- _SET TASK_:
Without including any pictures, write out the listing below exactly.

╭──

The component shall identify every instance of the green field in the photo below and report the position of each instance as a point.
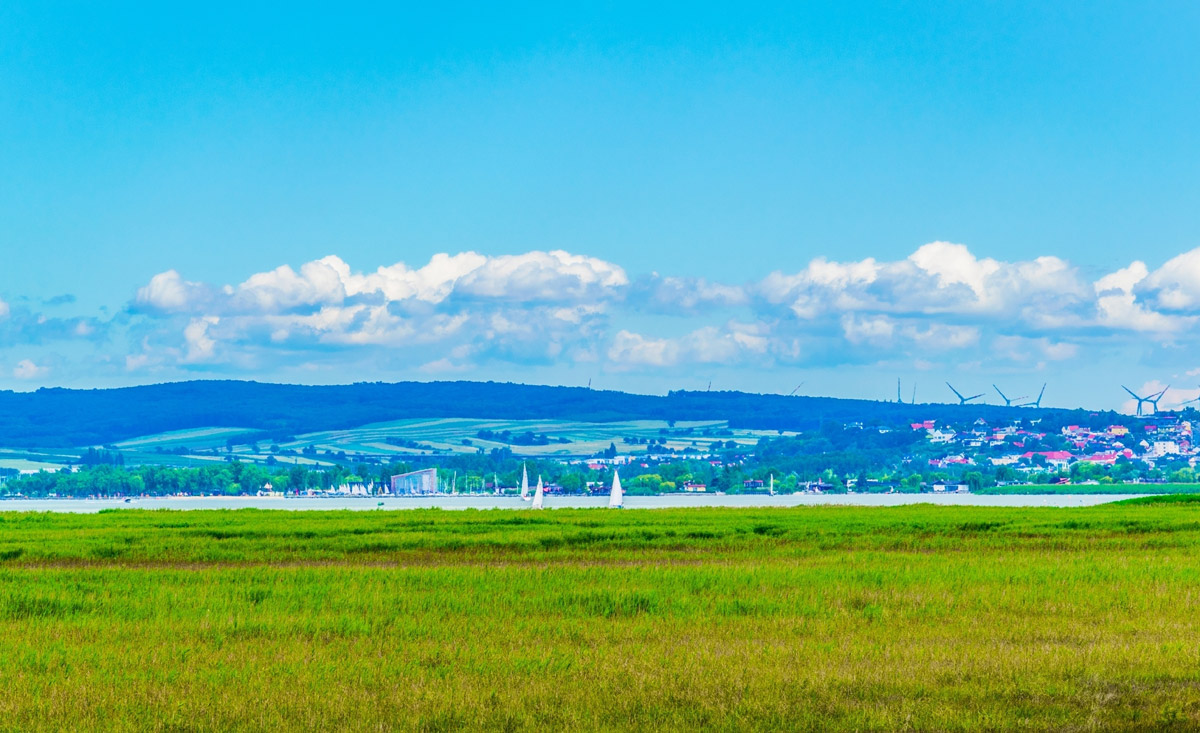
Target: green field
(814, 618)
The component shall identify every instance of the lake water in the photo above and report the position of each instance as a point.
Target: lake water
(675, 500)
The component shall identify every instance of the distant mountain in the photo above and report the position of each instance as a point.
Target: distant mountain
(61, 418)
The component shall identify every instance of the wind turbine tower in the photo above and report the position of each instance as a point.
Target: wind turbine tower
(1008, 402)
(959, 395)
(1147, 400)
(1038, 401)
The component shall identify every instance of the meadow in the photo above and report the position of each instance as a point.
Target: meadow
(810, 618)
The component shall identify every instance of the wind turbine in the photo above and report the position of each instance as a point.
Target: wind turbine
(1150, 398)
(1189, 401)
(959, 395)
(1038, 401)
(1008, 402)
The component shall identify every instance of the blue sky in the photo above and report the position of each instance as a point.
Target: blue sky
(756, 196)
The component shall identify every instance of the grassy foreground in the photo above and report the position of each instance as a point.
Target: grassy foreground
(809, 618)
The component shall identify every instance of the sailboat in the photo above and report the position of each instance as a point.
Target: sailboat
(616, 497)
(538, 496)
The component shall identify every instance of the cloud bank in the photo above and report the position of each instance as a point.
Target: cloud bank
(468, 312)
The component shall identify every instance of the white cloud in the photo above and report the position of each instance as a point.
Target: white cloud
(1117, 305)
(940, 304)
(937, 278)
(1176, 284)
(199, 343)
(171, 293)
(25, 368)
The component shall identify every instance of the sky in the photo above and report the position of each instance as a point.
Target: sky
(819, 198)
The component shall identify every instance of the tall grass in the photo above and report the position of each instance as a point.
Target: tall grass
(809, 618)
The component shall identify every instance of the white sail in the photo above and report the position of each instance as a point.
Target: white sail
(616, 497)
(538, 496)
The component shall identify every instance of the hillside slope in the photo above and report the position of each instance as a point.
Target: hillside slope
(58, 418)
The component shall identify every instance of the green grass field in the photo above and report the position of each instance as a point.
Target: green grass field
(814, 618)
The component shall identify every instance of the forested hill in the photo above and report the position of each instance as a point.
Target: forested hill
(60, 418)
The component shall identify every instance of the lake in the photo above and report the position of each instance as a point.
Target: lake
(455, 503)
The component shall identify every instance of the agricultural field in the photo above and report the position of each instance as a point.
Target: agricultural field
(814, 618)
(425, 437)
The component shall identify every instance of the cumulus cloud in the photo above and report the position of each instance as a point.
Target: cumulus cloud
(937, 278)
(685, 295)
(1117, 305)
(942, 304)
(27, 368)
(709, 344)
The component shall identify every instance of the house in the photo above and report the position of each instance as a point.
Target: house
(1055, 458)
(1163, 448)
(941, 488)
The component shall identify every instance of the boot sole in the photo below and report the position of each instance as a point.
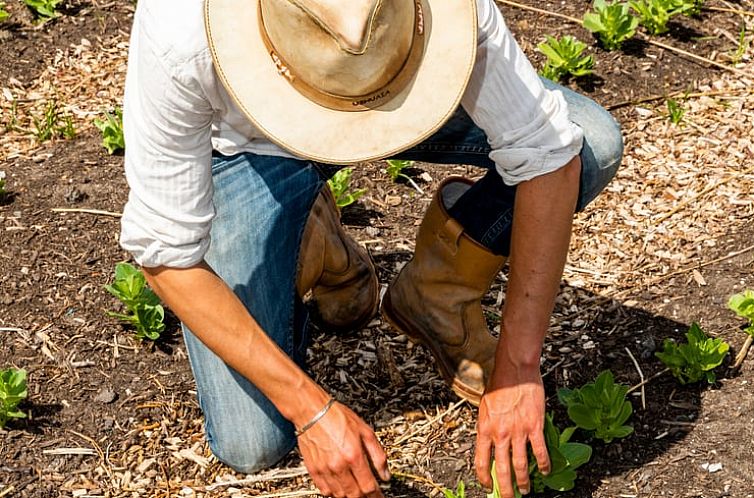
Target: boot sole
(418, 337)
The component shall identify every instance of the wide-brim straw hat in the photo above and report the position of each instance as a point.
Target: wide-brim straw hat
(343, 81)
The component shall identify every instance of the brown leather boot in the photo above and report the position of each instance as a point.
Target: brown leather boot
(338, 272)
(436, 298)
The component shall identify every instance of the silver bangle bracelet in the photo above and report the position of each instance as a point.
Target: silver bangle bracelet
(316, 417)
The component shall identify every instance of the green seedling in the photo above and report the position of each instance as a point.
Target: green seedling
(693, 361)
(654, 15)
(599, 407)
(743, 305)
(111, 128)
(53, 124)
(340, 185)
(675, 111)
(395, 169)
(613, 23)
(460, 491)
(742, 48)
(145, 313)
(44, 9)
(564, 58)
(565, 458)
(12, 392)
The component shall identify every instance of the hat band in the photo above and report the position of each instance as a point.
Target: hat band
(365, 102)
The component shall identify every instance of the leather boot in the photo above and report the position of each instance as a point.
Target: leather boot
(338, 272)
(436, 298)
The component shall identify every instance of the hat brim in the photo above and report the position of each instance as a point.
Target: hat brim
(314, 132)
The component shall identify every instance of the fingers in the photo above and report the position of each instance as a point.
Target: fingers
(376, 455)
(521, 465)
(503, 468)
(482, 460)
(539, 448)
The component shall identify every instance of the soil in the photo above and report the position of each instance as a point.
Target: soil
(128, 408)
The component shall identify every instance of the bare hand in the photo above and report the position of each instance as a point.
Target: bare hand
(338, 451)
(511, 413)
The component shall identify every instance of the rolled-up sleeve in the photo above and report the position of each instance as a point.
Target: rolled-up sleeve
(167, 125)
(527, 125)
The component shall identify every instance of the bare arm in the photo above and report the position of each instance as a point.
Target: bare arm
(337, 449)
(512, 409)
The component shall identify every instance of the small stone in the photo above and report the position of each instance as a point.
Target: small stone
(105, 396)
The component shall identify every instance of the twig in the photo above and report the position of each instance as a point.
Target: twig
(263, 477)
(641, 376)
(704, 192)
(87, 211)
(429, 423)
(642, 37)
(679, 93)
(647, 381)
(741, 356)
(414, 477)
(732, 11)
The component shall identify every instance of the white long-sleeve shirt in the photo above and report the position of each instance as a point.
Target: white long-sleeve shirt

╰──

- _SOLUTION_:
The component shall identify every instance of the green field in the photo below and report the position of each instance as a point.
Target: green field
(814, 618)
The component shall identify every instance of the lake water in the photo above and report the position of each instance as a point.
Target: lake water
(675, 500)
The component shall identify every instance of the distant mountain in the photo above and report the position of each instance as a point.
Target: distant mountain
(61, 418)
The component shall identify every instance of the wind turbine tower in the photo above and report the position of each instance as a point.
Target: wind turbine tower
(1008, 402)
(959, 395)
(1147, 400)
(1038, 401)
The component shall identify every instance of the meadow in the photo above and report the position of each instance as a point.
Target: meadow
(810, 618)
The component shall identify every instance of the wind turbine in the photo above and report the position of each instance as a point.
Target: wind turbine
(1150, 398)
(1189, 401)
(959, 395)
(1038, 401)
(1008, 402)
The component shall identify every instance of the blue sky in the photo above and report the position of each instance as a point.
Target: blue sky
(756, 196)
The component shall identify every instance of the grassy foreground in the photo above and report the position of each instance as a point.
Target: grassy foreground
(809, 618)
The component shall identify every instance of the sailboat in the photo above and report the position of each instance as a point.
Target: sailboat
(616, 497)
(538, 496)
The component shall identify every instance of the cloud bank in the photo above and report the position of each instance as a point.
Target: cloud bank
(468, 312)
The component shall identify every instance of the white cloud in the photo above and report the position of each instance as a point.
Target: white cloud
(1117, 305)
(940, 304)
(937, 278)
(1176, 284)
(199, 343)
(171, 293)
(25, 368)
The component shall identify every instance of the sky in the photo above and report the position of each instance as a point.
Target: sky
(819, 198)
The component shall identify every instance of the tall grass in the photo above and report the position of each instance as a point.
Target: tall grass
(809, 618)
The component shall identify every instance of the white sail in the photo above and report the position of each instance as a point.
Target: white sail
(616, 497)
(538, 496)
The component shall identify every instance of the hillside slope in the photo above and report the position of each instance as a point.
Target: hillside slope
(58, 418)
The component shall identify every instance of the green grass field in the photo above and report the position of each instance as a point.
Target: green grass field
(814, 618)
The component shall identify every instance of the forested hill in the photo above and report the position of each instance as a point.
Target: forested hill
(60, 418)
The component shall identify every instance of the lake in the photo above and report the position of each instance as a point.
Target: lake
(455, 503)
The component shall identify every instance of the agricultural field in the photo above and report the position of each instance as a point.
Target: agricultural field
(814, 618)
(425, 437)
The component shall identify every instance of the cumulus cloud in the photo above and report the position of each instance as a point.
Target: cumulus cloud
(937, 278)
(685, 295)
(1117, 305)
(942, 304)
(27, 368)
(709, 344)
The component shall identify every instance of the house in the photo above and report the position of each instance as a point.
Target: house
(1055, 458)
(1163, 448)
(941, 488)
The component shall identify every instance of the boot sole in the photo below and report the position of each instance as a point.
Target: boot sole
(418, 337)
The component shall identify every instance of the wide-brim straw hat in the photo above and report the position of each instance as a point.
Target: wide-brim straw hat
(343, 81)
The component shall identify every instance of the brown leather boot in the photo above and report the position of each instance as a point.
Target: brown leather boot
(338, 272)
(436, 298)
The component shall identify every instance of the silver bangle bracelet in the photo above and report the position of each instance as a point.
Target: silver bangle bracelet
(316, 417)
The component shall identify every instance of the green seedling in the photo above and report the position of each instance as a point.
Target: green seedling
(693, 361)
(654, 15)
(599, 407)
(743, 305)
(111, 128)
(53, 124)
(340, 185)
(675, 111)
(395, 169)
(613, 23)
(460, 491)
(742, 48)
(145, 313)
(44, 9)
(564, 58)
(565, 458)
(12, 392)
The component shall identify every instance of the hat band in the photo above and report the position of each instance as a point.
Target: hat band
(365, 102)
The component shall identify every instance of the leather boot in the photo above and report the position of each instance as a point.
Target: leather boot
(338, 272)
(436, 298)
The component shall identify every instance of the hat brim in the photo above and report the position of each instance as a point.
Target: hat brim
(314, 132)
The component shall identify every instance of the fingers in the photo above and report the position of each instance as a point.
Target: fingers
(376, 455)
(521, 465)
(503, 468)
(482, 460)
(539, 448)
The component shall identify every instance of the soil in the photo above and report the position of each instance as a point.
Target: soil
(128, 408)
The component shall identify every instance of the bare hand in the photo above and report the position of each instance as a point.
Target: bare hand
(338, 451)
(511, 413)
The component shall identify every instance of the rolled-up sleeve in the photo above and report the position of each instance as a point.
Target: rolled-up sleeve
(167, 125)
(527, 125)
The component shall identify every instance of the bare arm in the photo above and report the position of each instance as a point.
Target: bare arm
(337, 449)
(512, 409)
The component shall identify every instance of the small stone in the photo above and report the position of each instance as a point.
Target: small stone
(105, 396)
The component shall identify every instance of the twig in the photo above and report the position of each instance as a point.
Target: twig
(263, 477)
(641, 376)
(704, 192)
(87, 211)
(429, 423)
(642, 37)
(679, 93)
(647, 381)
(741, 356)
(414, 477)
(732, 11)
The component shall identify every instance of the white long-sleeve shirt in the photo above and report the position of each instance as a point.
Target: white long-sleeve shirt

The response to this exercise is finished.